Skip to content
Prev 177053 / 398503 Next

Random Forests Variable Importance Question

Paul,

To build on what Andy said:
The measures of importance RF provides are just alternative ways of
getting at the same thing: Variable Importance.
For example, MeanDecreaseAccuracy is one of those alternatives. As
Andy said, it does not make sense to look at the absolute importance
value. In a hypothetical case where all importance values seem "high"
but are equal - that means that all variables have the same
importance. In another case, where all importance values seem "low"
but are equal - that means exactly the same thing, that all variables
have the same importance. The point is: the absolute value of
importance is not very helpful. One needs to build relative importance
values.

**Dataset entries:**
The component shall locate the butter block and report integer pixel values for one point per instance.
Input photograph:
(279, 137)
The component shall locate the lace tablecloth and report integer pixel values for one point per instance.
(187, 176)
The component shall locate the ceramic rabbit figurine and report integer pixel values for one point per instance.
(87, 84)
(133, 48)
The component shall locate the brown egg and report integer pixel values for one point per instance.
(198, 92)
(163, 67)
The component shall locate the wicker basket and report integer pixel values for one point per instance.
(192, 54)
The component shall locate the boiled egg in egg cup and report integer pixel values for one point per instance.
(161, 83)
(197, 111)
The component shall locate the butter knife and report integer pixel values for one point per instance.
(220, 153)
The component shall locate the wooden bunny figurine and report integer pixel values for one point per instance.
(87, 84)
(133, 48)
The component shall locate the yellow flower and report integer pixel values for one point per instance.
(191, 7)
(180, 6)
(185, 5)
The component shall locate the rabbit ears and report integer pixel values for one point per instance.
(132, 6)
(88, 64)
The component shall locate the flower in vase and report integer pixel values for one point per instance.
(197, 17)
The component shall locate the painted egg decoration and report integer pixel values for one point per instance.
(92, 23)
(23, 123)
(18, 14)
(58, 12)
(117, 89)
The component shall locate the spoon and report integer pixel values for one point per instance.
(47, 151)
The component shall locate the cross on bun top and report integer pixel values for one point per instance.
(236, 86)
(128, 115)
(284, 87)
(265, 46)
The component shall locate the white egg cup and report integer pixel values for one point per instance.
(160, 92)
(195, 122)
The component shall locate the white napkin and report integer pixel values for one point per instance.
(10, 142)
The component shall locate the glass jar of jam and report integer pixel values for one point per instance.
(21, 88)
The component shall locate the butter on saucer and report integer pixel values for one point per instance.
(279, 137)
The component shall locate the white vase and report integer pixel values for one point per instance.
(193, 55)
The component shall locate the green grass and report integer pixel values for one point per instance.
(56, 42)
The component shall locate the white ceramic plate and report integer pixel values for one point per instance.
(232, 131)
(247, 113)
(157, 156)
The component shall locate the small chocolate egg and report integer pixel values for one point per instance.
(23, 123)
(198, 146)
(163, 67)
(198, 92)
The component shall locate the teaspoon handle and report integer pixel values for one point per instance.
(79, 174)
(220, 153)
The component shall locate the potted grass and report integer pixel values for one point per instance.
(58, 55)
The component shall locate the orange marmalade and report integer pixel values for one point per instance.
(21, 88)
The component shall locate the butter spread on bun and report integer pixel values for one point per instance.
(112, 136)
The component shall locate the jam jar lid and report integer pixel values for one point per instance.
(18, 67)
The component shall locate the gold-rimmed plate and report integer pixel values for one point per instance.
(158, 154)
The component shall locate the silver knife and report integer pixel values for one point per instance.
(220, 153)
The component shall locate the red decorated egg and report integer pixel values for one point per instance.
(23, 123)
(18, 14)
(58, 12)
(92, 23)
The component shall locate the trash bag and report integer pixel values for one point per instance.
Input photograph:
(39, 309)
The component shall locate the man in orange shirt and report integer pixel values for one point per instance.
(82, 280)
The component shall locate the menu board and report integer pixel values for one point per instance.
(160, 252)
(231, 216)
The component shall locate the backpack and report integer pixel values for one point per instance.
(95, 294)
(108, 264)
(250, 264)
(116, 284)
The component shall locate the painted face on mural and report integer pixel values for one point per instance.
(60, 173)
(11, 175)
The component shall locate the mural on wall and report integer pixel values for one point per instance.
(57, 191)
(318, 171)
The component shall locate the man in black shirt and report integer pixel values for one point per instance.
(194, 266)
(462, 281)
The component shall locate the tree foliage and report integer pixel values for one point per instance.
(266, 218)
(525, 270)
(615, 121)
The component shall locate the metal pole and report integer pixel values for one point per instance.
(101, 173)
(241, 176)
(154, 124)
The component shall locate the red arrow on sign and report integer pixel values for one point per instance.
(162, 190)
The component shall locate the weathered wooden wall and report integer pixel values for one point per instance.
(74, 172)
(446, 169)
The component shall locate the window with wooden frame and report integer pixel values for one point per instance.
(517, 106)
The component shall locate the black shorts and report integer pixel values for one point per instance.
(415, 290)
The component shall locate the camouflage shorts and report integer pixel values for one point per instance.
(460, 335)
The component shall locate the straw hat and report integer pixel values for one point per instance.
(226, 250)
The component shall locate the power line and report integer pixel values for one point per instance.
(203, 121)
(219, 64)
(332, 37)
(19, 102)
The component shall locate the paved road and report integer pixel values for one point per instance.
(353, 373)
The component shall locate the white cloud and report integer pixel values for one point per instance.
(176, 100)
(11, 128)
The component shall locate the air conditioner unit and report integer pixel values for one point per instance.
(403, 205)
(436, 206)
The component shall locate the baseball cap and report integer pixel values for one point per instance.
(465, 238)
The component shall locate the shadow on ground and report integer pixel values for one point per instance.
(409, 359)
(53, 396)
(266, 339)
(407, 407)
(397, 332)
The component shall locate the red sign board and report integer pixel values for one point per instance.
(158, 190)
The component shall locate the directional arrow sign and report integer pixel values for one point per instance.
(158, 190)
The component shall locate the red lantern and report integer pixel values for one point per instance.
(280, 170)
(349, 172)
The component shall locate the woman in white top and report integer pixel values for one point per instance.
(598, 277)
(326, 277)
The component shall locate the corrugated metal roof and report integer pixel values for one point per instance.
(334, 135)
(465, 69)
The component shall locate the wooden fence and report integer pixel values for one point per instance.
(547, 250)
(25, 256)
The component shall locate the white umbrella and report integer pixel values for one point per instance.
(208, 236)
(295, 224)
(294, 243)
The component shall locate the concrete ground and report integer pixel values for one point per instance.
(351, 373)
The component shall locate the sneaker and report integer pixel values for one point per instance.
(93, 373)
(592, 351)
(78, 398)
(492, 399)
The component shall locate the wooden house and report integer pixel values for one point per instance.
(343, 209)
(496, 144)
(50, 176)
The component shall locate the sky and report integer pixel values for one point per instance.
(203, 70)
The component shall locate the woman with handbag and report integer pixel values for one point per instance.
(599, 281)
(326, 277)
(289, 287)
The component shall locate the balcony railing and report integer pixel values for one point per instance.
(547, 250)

**Complete the following:**
a. Print the part of the random forests variable importance reply from "Skip to content" to "thing: Variable Importance.", word for word.
b. Continue the reply on random forests variable importance from the point where it ends.

**Responses for each task:**
a.
Skip to content
Prev 177053 / 398503 Next

Random Forests Variable Importance Question

Paul,

To build on what Andy said:
The measures of importance RF provides are just alternative ways of
getting at the same thing: Variable Importance.

b.
I learned to use it like this (similar to what Andy said):

1. Take RF output for each variable (MeanDecreaseAccuracy - for
example, if the RF object is called "rftest" then I take the vector
as.data.frame(rftest$importance)[1]
2. I divide each variable's (raw) importance by its respective SD
(as.data.frame(rftest$importanceSD)[1])
3. The resulting values that are less than zero are made equal to
zero, as Andy mentioned.
4. I take each value, multiply it by 100 and divide it by the sum of
all the values from step 3.

This way I get relative importance of each predictor and all
importances sum up to 100.